(Referring expression pointing data)
******
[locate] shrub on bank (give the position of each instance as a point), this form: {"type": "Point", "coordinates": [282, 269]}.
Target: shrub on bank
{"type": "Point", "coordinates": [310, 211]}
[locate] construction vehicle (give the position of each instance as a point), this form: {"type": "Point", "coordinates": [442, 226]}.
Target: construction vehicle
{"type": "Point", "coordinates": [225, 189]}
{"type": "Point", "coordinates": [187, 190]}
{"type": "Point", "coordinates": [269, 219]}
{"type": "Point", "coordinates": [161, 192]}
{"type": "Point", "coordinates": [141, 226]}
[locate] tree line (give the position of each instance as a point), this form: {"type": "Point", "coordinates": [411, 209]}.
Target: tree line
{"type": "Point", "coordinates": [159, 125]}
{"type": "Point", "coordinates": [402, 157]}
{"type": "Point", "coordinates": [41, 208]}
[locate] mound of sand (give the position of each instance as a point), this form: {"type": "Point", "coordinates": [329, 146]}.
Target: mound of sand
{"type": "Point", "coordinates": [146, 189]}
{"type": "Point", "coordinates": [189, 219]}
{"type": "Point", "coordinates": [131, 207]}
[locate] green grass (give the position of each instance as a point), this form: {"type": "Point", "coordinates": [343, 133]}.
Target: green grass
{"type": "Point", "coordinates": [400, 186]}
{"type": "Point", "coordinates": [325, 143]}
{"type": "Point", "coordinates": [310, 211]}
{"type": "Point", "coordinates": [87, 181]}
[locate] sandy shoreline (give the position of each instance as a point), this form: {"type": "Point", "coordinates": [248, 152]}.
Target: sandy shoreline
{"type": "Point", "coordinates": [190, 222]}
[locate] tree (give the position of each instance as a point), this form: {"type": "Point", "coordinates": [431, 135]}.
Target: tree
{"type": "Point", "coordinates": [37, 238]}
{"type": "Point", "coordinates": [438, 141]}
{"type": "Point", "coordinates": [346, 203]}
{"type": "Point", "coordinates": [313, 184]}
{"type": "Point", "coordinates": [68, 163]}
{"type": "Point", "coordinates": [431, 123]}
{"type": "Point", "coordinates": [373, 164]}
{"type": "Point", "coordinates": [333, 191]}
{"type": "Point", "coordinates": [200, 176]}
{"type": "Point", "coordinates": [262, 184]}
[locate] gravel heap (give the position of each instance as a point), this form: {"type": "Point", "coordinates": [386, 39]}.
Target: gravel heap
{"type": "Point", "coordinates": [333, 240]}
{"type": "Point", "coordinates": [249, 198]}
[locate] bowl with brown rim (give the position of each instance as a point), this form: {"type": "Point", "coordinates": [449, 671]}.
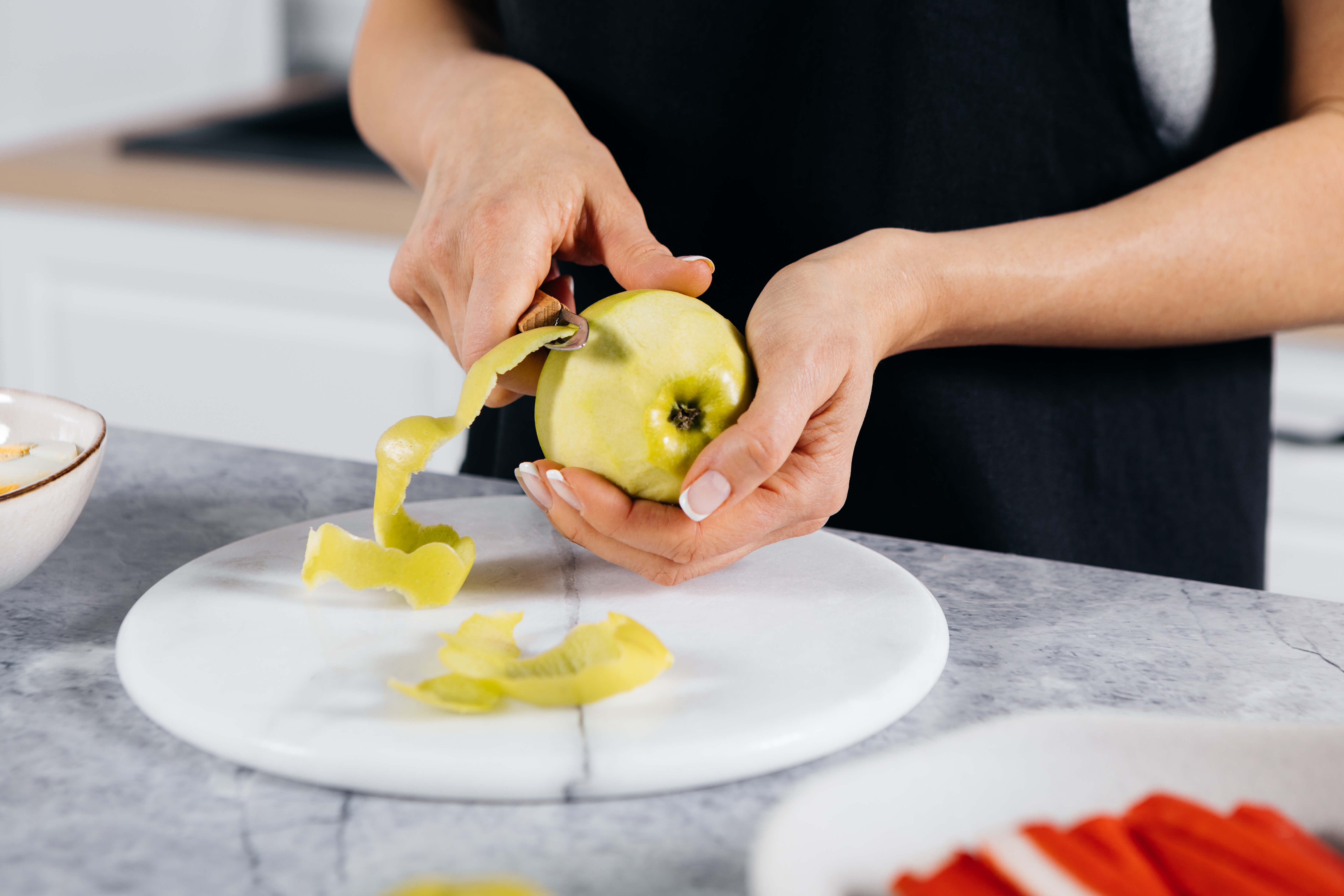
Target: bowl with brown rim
{"type": "Point", "coordinates": [37, 518]}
******
Your instructions =
Pictures stay out, but every record above is to be returned exactly.

Task output =
[locate] shrub on bank (give the position of each instance as a point), this form: {"type": "Point", "coordinates": [282, 269]}.
Target: shrub on bank
{"type": "Point", "coordinates": [310, 211]}
[locate] construction vehicle (give the position of each instance as a point), this form: {"type": "Point", "coordinates": [442, 226]}.
Target: construction vehicle
{"type": "Point", "coordinates": [225, 189]}
{"type": "Point", "coordinates": [187, 190]}
{"type": "Point", "coordinates": [269, 219]}
{"type": "Point", "coordinates": [161, 192]}
{"type": "Point", "coordinates": [141, 226]}
[locate] tree line (give the position of each instance as a point), this form: {"type": "Point", "coordinates": [411, 209]}.
Target: tree line
{"type": "Point", "coordinates": [159, 125]}
{"type": "Point", "coordinates": [402, 157]}
{"type": "Point", "coordinates": [41, 208]}
[locate] mound of sand (give the position of each instance as a point), this form: {"type": "Point", "coordinates": [329, 146]}.
Target: mound of sand
{"type": "Point", "coordinates": [146, 189]}
{"type": "Point", "coordinates": [189, 219]}
{"type": "Point", "coordinates": [131, 207]}
[locate] green grass (give the position of each instance as a point), this form: {"type": "Point", "coordinates": [343, 133]}.
Target: green grass
{"type": "Point", "coordinates": [400, 186]}
{"type": "Point", "coordinates": [325, 143]}
{"type": "Point", "coordinates": [310, 211]}
{"type": "Point", "coordinates": [87, 181]}
[locate] sandy shoreline (give the position of each instance as a point), this form: {"type": "Point", "coordinates": [248, 152]}.
Target: sandy shoreline
{"type": "Point", "coordinates": [190, 222]}
[locate] tree (give the position of each instance as a point), this form: {"type": "Point", "coordinates": [431, 135]}.
Target: tree
{"type": "Point", "coordinates": [37, 238]}
{"type": "Point", "coordinates": [438, 141]}
{"type": "Point", "coordinates": [346, 203]}
{"type": "Point", "coordinates": [313, 184]}
{"type": "Point", "coordinates": [68, 163]}
{"type": "Point", "coordinates": [431, 123]}
{"type": "Point", "coordinates": [373, 164]}
{"type": "Point", "coordinates": [333, 191]}
{"type": "Point", "coordinates": [200, 176]}
{"type": "Point", "coordinates": [262, 184]}
[locate] gravel heap (give the position of each instance as a point), this form: {"type": "Point", "coordinates": [386, 39]}.
Target: gravel heap
{"type": "Point", "coordinates": [333, 240]}
{"type": "Point", "coordinates": [249, 198]}
[locate] bowl with brown rim (give the position of each instance as a point), this form: {"type": "Point", "coordinates": [449, 671]}.
Target: bowl with brown rim
{"type": "Point", "coordinates": [37, 518]}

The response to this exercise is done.